Recorded information below:
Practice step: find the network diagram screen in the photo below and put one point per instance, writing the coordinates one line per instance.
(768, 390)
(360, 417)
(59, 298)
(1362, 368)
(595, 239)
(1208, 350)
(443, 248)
End of Recorded information.
(Required work): When you transcribe the records above, keep every line exactly the same.

(Response area):
Practice step: find the network diagram screen in the photo below and put one point per instance, writing the coordinates one line per instance.
(768, 390)
(360, 417)
(59, 298)
(1362, 368)
(595, 239)
(1208, 350)
(443, 248)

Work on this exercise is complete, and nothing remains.